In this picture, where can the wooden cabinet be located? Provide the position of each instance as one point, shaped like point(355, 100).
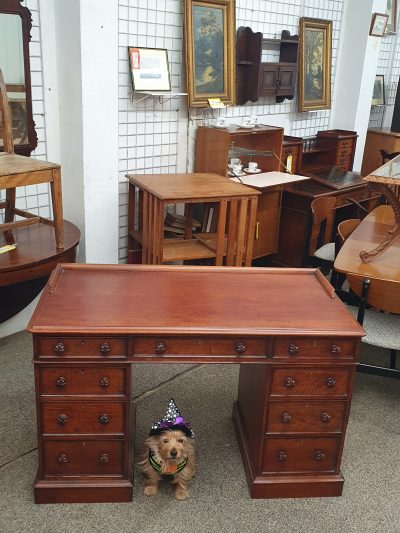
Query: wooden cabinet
point(329, 148)
point(257, 78)
point(262, 144)
point(378, 139)
point(296, 416)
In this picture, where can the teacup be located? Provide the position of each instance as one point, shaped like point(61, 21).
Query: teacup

*About this exercise*. Please go through the data above and copy every line that has the word "position".

*Output*.
In this picture, where can the wooden cabinet be located? Provide the position of each instance as one point, shaped like point(355, 100).
In this picture, where can the teacup be located? Provide the position of each instance as one point, shaped like point(61, 21).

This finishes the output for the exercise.